» Written request 1
Reproduce the entries below, requests included, starting with the line that contains "ROI: yellow-green plum" and going on through the line that contains "top-left (300, 307), bottom-right (351, 396)". Adjust every pixel coordinate in the answers by adding -128 to it.

┄┄┄┄┄┄

Source: http://regulatingforglobalization.com/2019/08/12/education-and-training-in-the-eu-internal-and-external-dimensions/
Timestamp: 2019-10-16 02:22:43
Document Index: 310919049

Matched Legal Cases: ['arts 1', 'arts 1', 'arts 74', 'art 93', 'arts 44', 'art 10', 'art 100', 'art 196', 'art 25', 'art 42', 'art 42', 'arts 358', 'art 25', 'arts 82', 'art 59', 'art 96', 'art 16', 'art 63', 'art 244', 'art 107', 'art 43', 'art 91', 'art 30', 'arts 122', 'art 102', 'art 46', 'art 40', 'art 4', 'art 38', 'art 56', 'art 102', 'art 89', 'art 46', 'arts 430']

Education and Training in the EU: Internal and External Dimensions - Regulating for Globalization
This post constitutes the latest in a series of blog posts reflecting on the skilled nature of work. In previous posts, I have argued that work is best characterised as skilled productive activity; that the right to work must be understood as the most fundamental right relating to work; and that an important derivative right thereof is the right to have one’s skills or qualifications recognised. In relation to qualification recognition, I have elsewhere outlined how and to what extent the EU facilitates labour mobility with its external trade partners through its international trade agreements. Yet facilitating such labour mobility between the EU and third-countries has only recently attracted the attention of some labour lawyers.[1]
My focus on skills also necessitates that we pay special attention to education and training. Allow me to explain. While the recognition of qualifications facilitates the use and development of people’s skills in and through work, education and training also prepares people for work. Moreover, I have argued elsewhere that education and training can play an important role in facilitating qualification recognition, which itself is a necessary precursor to labour mobility and overall efficiency. Coordinating education and training in a market economy can facilitate the alignment of people’s skills with jobs. In other words, it can help to match labour supply with demand.[2]
Within the EU, the coordinated regulation of education and training is fairly limited, although it is on the rise. Perhaps the cornerstone of EU regulation of education and training is the European Qualifications Framework (‘EQF’), a reference framework for qualifications which ‘serves as a translation device between different qualifications systems and their levels’.[3] It does so by ranking qualifications obtained at every stage of education according to eight levels, based on their learning outcomes. In serving this purpose, it aims to make qualifications obtained in different educational systems and institutions more comparable by reference to a single framework for qualifications.[4] The EQF is embodied in a Council Recommendation and is therefore not legally binding on the member states. However, it is increasingly the case that qualifications obtained at all stages of education and training in the EU refer to the appropriate level of the EQF. As Sacha Garben notes, for the EQF to be truly successful, it must become ‘the general framework of assessing the level of education courses, both nationally and internationally’.[5] This extends not only to qualifications obtained in formal educational courses and education institutions, but also those obtained professionally. By facilitating the increasing comparability of educational qualifications obtained across the Union, the EQF contributes to the creation of more uniform education standards in the EU. And creating more uniform standards is tantamount to governing education.

┄┄┄┄┄┄

» Written request 2
In the post on education and training in the EU, list the points that the sentence beginning "In previous posts" says the author has argued.

» Rows from a dataset

┄┄┄┄┄┄

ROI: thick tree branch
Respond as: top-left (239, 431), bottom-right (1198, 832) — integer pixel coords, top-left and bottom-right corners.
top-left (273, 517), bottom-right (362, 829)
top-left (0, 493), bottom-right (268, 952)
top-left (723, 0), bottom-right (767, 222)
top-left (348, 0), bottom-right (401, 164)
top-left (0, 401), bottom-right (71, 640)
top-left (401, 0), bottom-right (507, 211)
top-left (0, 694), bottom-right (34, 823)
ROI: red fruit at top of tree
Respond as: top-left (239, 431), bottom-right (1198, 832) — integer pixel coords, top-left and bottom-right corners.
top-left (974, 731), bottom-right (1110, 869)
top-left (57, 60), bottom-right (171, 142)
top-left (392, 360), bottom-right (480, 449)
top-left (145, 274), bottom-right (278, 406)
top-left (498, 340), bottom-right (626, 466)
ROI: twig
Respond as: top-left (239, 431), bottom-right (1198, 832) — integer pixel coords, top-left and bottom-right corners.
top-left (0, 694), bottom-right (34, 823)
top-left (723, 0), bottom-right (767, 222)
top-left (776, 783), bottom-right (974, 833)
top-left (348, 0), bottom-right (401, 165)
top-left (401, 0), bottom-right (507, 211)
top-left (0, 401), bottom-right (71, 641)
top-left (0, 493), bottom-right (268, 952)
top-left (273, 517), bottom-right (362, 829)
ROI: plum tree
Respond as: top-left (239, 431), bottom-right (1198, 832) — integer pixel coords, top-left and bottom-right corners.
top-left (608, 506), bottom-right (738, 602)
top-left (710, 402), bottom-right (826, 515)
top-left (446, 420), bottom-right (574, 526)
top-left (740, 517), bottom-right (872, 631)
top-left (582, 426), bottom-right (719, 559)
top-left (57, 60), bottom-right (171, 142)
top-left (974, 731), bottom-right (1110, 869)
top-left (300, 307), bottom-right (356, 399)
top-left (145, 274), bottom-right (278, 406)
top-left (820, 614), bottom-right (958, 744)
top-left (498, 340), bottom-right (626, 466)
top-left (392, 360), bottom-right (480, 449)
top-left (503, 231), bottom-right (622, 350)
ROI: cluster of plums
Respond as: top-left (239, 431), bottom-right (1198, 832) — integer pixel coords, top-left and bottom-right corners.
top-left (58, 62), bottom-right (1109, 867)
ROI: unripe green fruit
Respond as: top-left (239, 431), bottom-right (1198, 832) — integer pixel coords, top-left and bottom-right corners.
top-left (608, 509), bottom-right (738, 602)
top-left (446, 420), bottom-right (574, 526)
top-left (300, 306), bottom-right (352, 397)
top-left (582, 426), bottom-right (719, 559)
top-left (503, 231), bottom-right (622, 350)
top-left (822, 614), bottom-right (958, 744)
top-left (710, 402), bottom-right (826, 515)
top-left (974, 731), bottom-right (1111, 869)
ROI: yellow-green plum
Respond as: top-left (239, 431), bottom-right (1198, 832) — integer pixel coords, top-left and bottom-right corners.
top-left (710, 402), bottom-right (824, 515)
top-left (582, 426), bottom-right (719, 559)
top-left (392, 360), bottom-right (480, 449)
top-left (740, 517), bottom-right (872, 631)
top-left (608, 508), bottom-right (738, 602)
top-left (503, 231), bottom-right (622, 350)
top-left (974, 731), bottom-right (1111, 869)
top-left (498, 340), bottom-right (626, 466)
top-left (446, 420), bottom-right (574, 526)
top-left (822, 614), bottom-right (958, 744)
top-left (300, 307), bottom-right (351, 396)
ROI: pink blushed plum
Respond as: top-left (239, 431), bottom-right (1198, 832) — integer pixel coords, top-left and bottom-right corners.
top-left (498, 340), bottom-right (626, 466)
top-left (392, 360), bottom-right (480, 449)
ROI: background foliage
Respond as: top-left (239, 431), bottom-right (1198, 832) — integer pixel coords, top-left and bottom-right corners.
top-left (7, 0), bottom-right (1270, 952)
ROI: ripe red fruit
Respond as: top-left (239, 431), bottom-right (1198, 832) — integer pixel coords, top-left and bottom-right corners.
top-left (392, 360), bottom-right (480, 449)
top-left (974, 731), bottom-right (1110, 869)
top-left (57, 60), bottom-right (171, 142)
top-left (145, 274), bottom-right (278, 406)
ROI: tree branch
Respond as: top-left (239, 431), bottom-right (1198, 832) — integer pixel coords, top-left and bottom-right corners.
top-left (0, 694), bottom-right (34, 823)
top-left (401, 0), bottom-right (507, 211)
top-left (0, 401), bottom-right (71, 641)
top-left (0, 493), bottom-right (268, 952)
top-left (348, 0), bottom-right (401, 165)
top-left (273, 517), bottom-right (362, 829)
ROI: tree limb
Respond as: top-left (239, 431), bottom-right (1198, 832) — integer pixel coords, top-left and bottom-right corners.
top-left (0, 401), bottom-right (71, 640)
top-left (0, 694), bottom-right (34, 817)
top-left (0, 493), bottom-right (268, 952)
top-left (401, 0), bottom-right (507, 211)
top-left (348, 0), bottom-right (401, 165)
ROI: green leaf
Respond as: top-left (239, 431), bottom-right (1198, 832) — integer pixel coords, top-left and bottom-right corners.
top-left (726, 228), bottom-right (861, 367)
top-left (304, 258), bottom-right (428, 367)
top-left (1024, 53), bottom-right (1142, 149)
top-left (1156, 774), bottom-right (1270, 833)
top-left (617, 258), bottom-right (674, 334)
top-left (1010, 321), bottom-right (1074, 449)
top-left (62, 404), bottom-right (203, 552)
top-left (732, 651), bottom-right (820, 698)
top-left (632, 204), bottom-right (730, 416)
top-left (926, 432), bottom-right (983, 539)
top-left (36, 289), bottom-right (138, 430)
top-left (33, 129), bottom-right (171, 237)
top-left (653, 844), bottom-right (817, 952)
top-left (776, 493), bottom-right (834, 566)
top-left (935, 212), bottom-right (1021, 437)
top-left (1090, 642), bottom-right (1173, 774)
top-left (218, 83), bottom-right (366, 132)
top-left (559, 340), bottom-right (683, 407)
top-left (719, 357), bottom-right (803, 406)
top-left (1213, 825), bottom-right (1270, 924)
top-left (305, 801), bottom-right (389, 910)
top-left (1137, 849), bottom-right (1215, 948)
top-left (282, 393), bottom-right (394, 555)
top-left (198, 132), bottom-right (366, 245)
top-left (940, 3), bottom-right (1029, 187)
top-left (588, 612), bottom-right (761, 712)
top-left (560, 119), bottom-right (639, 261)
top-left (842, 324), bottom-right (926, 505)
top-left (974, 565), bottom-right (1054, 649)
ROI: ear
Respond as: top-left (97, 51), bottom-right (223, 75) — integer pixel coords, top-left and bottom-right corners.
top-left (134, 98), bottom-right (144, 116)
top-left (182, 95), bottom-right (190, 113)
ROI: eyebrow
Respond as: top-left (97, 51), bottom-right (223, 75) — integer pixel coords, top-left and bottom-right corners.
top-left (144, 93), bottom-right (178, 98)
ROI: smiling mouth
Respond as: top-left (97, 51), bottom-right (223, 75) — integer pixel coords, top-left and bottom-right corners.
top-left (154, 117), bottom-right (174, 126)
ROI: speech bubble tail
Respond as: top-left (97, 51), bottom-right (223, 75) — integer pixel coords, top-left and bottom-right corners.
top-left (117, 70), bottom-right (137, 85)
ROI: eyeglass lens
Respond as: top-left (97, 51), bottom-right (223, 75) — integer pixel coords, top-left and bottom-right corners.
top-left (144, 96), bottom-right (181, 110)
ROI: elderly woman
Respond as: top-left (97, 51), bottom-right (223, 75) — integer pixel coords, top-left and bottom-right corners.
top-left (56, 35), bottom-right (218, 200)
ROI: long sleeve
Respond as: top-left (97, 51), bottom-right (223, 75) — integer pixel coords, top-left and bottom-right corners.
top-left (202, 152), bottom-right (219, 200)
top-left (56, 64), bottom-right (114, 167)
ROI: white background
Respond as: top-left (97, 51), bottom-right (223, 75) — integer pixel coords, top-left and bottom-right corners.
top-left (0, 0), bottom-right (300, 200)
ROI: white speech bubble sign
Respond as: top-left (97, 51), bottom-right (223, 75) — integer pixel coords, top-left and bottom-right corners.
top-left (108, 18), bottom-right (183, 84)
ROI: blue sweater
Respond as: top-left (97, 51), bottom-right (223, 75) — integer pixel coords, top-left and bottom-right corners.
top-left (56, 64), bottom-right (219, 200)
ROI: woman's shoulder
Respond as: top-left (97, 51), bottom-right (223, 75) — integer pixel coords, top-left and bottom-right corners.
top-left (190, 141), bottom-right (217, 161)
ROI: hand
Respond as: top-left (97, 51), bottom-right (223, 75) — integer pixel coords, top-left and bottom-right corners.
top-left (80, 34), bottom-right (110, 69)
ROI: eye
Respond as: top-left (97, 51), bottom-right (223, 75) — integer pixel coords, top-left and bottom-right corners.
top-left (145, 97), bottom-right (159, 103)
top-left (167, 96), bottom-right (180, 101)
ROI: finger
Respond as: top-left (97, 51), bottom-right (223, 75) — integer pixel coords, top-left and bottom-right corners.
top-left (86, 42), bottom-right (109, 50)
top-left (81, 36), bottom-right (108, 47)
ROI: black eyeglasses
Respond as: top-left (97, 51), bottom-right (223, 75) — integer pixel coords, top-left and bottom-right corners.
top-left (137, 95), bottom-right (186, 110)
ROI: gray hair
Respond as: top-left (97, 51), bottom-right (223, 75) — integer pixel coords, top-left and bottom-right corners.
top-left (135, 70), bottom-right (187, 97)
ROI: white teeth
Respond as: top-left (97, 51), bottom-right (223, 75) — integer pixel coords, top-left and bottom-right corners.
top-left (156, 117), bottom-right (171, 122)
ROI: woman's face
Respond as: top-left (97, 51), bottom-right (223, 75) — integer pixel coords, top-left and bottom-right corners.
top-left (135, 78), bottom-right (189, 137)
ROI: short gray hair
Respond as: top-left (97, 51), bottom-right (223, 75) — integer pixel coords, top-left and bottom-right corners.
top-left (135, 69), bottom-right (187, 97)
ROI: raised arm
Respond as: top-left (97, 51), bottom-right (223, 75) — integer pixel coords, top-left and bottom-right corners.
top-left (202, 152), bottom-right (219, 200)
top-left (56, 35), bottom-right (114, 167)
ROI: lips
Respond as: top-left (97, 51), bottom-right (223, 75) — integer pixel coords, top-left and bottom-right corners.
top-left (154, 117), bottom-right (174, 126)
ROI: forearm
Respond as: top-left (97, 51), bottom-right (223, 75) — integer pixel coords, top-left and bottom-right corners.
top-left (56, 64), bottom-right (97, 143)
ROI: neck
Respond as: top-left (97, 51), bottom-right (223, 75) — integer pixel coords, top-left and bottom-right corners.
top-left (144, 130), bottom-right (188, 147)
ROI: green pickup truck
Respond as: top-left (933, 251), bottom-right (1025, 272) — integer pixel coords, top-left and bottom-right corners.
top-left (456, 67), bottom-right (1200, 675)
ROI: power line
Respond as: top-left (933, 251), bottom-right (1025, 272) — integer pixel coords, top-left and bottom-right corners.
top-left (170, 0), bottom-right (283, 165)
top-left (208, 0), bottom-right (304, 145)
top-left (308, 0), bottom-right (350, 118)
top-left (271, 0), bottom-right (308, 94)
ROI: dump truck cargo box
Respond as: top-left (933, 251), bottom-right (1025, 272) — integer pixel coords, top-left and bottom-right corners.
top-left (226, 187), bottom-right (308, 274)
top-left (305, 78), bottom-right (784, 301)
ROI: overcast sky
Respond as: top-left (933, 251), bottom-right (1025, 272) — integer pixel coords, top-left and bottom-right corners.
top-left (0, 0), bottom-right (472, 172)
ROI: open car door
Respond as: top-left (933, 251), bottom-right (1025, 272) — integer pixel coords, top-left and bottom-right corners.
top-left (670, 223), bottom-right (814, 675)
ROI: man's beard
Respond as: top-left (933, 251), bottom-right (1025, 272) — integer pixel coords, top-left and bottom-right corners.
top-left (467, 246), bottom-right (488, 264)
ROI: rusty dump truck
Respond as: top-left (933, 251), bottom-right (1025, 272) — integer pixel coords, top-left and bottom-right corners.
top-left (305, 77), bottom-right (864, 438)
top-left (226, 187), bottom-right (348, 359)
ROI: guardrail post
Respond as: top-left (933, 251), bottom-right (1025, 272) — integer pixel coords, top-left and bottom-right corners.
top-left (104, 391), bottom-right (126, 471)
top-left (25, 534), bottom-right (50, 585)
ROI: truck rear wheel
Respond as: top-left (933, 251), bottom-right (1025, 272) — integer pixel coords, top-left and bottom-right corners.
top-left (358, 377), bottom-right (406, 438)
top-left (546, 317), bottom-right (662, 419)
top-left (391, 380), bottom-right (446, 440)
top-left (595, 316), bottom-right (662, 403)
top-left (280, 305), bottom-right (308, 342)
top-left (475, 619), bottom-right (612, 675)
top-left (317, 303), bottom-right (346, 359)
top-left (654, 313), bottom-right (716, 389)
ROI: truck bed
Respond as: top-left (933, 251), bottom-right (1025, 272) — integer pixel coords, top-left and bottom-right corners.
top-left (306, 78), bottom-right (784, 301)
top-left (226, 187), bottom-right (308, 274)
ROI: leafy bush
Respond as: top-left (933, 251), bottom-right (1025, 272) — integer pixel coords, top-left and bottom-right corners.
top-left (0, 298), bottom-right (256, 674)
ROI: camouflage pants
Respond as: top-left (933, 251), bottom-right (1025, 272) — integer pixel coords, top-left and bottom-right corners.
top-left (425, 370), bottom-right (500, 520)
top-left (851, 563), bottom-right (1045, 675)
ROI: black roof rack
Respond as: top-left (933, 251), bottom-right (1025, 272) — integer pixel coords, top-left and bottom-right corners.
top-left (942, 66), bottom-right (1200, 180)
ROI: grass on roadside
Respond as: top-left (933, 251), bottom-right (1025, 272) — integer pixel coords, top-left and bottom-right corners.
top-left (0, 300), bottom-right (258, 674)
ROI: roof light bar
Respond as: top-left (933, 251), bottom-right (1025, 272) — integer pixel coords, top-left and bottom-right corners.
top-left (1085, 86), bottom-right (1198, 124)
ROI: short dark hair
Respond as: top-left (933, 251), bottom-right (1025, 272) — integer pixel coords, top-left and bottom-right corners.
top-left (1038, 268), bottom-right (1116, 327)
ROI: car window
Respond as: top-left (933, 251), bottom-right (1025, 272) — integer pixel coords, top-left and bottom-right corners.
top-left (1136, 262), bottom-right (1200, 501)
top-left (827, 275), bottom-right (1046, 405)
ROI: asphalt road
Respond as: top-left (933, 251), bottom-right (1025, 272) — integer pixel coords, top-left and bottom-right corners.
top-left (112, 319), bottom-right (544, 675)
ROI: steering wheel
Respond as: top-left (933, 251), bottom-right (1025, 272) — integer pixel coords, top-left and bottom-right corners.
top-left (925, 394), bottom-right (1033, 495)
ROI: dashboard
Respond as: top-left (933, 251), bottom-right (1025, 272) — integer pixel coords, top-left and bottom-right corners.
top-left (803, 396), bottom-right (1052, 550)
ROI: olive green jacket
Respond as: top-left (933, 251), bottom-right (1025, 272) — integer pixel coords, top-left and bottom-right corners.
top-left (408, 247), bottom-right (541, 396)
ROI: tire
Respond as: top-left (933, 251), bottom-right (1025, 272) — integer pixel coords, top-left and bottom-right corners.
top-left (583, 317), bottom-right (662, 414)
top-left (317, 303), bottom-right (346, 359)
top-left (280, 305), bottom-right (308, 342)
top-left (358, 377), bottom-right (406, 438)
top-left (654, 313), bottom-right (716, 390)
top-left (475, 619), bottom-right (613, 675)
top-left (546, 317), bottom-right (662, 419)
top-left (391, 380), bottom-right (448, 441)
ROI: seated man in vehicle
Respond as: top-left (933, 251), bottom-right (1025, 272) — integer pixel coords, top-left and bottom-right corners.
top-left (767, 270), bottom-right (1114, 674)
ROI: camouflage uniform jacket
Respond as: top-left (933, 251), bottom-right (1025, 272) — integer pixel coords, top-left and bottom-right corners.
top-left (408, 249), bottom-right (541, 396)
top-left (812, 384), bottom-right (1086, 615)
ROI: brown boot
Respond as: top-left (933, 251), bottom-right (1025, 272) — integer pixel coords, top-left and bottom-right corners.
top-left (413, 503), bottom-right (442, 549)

┄┄┄┄┄┄

» Exercise solution 1
ROI: yellow-green plum
Respond as: top-left (239, 431), bottom-right (1198, 832) — integer pixel coords, top-left and bottom-right corners.
top-left (582, 274), bottom-right (696, 387)
top-left (454, 298), bottom-right (591, 431)
top-left (264, 232), bottom-right (352, 321)
top-left (612, 389), bottom-right (744, 503)
top-left (480, 380), bottom-right (610, 474)
top-left (375, 103), bottom-right (494, 222)
top-left (846, 603), bottom-right (983, 741)
top-left (370, 212), bottom-right (498, 338)
top-left (318, 292), bottom-right (446, 398)
top-left (694, 486), bottom-right (830, 616)
top-left (172, 179), bottom-right (223, 268)

» Exercise solution 2
- Work is best characterised as skilled productive activity.
- The right to work must be understood as the most fundamental right relating to work.
- An important derivative right of the right to work is the right to have one's skills or qualifications recognised.